Short problem — Write out only the tail of the records, beginning at the line containing "TASK = point to the green grass, one" and including the last line, exactly as written.

The input —
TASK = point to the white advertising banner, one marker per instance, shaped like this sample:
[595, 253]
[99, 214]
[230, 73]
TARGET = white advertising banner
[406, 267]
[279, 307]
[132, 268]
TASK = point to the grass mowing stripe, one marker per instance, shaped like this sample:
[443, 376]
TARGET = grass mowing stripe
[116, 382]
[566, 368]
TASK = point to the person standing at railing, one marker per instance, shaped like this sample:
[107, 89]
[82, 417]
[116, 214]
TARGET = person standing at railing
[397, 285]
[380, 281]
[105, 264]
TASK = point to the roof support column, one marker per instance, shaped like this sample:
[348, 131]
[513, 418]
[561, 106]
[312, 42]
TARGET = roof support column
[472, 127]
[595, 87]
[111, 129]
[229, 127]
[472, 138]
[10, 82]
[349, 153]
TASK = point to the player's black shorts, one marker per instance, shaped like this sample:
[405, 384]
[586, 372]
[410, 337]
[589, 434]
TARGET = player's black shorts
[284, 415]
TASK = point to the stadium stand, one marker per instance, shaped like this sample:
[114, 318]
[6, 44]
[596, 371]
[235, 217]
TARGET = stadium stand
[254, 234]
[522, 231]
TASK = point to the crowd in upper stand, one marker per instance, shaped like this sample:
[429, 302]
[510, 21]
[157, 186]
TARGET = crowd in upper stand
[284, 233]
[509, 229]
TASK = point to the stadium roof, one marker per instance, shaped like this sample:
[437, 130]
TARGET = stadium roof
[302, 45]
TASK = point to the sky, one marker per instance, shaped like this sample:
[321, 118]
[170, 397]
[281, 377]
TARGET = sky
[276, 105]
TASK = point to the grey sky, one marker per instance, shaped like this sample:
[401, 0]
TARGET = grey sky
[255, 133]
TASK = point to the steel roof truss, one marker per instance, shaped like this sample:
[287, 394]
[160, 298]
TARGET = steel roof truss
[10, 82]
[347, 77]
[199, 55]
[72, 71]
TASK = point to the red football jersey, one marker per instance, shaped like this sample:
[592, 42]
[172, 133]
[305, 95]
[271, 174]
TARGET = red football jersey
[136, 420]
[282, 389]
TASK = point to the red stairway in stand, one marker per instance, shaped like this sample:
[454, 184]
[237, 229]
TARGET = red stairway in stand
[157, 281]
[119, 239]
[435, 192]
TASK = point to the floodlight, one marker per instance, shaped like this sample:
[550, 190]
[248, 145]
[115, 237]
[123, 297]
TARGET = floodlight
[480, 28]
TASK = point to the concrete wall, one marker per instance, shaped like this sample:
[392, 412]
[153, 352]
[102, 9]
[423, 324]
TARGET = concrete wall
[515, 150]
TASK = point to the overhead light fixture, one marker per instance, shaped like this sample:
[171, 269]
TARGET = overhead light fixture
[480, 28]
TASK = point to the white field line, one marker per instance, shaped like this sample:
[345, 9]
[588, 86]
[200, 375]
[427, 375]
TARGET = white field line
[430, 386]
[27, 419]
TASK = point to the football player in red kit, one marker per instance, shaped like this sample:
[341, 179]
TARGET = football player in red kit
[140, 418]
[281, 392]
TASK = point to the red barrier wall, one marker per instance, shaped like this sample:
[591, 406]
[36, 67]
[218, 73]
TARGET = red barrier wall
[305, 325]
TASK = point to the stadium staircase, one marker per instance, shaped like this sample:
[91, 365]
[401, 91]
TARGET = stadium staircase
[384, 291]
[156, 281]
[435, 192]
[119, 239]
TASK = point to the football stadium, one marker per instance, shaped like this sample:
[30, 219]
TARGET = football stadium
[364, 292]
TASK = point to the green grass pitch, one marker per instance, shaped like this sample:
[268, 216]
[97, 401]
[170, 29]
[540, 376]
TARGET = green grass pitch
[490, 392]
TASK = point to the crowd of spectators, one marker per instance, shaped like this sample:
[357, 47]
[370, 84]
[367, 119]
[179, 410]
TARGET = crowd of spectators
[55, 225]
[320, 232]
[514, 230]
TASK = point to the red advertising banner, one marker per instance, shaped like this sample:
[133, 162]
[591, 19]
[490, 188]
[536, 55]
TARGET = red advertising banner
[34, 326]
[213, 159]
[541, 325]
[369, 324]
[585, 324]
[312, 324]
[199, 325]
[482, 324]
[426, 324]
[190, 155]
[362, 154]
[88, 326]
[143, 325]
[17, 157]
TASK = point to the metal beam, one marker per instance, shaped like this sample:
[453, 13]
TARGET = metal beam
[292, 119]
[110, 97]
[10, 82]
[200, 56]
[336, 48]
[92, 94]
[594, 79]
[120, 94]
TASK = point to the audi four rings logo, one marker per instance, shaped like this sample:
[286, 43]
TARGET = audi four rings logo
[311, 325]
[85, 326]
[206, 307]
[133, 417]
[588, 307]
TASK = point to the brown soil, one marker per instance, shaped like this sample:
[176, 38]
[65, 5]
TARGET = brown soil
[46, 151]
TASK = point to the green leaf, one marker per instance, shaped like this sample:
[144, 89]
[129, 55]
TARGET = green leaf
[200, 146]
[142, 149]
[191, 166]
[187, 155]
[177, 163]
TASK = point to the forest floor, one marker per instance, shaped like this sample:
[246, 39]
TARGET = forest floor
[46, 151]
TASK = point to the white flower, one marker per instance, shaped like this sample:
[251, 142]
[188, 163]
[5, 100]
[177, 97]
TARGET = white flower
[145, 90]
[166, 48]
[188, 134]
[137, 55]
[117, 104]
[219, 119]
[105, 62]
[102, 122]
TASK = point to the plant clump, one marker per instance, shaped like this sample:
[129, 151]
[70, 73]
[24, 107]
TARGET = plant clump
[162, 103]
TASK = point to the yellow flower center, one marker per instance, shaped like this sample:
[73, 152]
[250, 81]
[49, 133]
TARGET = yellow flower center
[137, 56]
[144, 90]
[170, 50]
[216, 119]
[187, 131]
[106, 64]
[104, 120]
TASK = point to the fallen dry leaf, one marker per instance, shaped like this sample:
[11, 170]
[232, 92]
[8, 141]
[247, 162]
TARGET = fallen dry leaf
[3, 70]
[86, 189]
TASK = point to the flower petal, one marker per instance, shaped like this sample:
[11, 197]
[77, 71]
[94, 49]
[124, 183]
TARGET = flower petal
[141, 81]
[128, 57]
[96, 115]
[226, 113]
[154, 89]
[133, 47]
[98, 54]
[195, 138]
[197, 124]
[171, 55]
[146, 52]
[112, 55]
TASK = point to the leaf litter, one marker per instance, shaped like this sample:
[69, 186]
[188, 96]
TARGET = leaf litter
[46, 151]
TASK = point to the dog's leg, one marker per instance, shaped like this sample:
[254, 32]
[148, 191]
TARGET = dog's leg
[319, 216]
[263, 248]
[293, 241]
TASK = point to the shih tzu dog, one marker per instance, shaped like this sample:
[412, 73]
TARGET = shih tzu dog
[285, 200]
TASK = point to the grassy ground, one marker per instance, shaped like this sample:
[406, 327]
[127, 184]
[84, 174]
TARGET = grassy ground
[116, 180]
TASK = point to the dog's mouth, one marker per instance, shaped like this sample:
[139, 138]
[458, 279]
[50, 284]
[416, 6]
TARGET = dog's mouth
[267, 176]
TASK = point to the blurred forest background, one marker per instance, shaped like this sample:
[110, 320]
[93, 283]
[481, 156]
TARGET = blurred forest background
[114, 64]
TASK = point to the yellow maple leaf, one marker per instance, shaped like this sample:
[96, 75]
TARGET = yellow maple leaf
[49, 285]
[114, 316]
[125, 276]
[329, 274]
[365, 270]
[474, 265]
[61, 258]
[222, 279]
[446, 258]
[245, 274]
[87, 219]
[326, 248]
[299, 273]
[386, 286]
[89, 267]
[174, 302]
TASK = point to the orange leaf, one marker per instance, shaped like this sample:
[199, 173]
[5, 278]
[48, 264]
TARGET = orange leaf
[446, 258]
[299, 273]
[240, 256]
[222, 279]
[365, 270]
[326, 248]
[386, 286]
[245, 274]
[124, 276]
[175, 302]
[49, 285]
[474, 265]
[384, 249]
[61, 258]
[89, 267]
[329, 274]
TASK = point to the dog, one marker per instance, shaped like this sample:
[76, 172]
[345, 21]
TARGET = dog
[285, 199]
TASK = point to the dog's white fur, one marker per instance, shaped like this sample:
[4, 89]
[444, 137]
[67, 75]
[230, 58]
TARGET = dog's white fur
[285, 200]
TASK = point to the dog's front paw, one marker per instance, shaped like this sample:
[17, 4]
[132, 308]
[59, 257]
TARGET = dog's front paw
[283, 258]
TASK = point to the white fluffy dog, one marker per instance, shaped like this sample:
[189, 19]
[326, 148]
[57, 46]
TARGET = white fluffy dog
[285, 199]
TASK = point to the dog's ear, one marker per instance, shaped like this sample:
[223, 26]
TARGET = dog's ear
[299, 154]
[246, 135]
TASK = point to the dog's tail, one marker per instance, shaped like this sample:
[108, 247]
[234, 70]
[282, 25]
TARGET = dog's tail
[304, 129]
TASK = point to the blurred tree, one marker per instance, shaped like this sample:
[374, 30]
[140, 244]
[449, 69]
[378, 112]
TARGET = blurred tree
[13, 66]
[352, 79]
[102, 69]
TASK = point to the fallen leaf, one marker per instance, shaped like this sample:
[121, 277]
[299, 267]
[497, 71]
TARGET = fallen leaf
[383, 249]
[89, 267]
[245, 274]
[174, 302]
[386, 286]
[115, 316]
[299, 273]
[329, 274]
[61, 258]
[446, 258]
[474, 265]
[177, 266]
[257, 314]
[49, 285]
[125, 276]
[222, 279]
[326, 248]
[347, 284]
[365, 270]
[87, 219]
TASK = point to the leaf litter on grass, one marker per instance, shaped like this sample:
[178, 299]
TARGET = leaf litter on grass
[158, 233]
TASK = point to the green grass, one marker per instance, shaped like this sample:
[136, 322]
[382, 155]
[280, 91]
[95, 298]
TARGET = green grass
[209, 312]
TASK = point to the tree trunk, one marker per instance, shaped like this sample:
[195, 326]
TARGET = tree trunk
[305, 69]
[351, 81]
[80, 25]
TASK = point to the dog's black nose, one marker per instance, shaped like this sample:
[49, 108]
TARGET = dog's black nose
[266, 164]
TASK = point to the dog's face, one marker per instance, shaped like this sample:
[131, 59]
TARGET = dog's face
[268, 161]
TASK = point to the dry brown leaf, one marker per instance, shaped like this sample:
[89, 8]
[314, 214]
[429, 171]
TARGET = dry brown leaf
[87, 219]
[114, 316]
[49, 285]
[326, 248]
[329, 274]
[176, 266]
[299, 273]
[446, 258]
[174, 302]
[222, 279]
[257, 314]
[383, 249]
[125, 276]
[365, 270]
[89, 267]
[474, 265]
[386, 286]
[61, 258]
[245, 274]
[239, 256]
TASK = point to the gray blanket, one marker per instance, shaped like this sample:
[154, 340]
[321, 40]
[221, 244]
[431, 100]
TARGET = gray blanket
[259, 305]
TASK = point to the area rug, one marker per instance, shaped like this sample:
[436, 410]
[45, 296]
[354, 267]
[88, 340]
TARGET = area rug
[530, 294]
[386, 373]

Solved problem —
TASK = point to the green grass, one marker per instance, shaped like this sample:
[136, 322]
[382, 155]
[280, 91]
[95, 298]
TARGET = green grass
[209, 312]
TASK = point to the tree trunk, one marker per instance, shaped like this sample:
[195, 326]
TARGET = tree trunk
[305, 69]
[351, 81]
[80, 25]
TASK = point to the dog's black nose, one marker per instance, shaped like this sample:
[49, 108]
TARGET = dog's black nose
[266, 164]
TASK = point to the dog's face, one marker per instance, shaped like this sample:
[131, 59]
TARGET = dog's face
[268, 161]
TASK = point to the dry brown leaf, one marker per instance, shaped like this sample:
[89, 8]
[314, 214]
[429, 171]
TARGET = dry brown leaf
[87, 219]
[114, 316]
[49, 285]
[326, 248]
[329, 274]
[176, 266]
[299, 273]
[446, 258]
[174, 302]
[222, 279]
[257, 314]
[383, 249]
[125, 276]
[365, 270]
[89, 267]
[474, 265]
[386, 286]
[61, 258]
[245, 274]
[239, 256]
TASK = point to the gray blanket, one marker per instance, shaped like this sample:
[154, 340]
[321, 40]
[221, 244]
[431, 100]
TARGET = gray blanket
[259, 305]
TASK = point to the area rug, one marker per instance, shaped like this sample:
[436, 410]
[45, 296]
[354, 267]
[88, 340]
TARGET = area rug
[530, 294]
[386, 373]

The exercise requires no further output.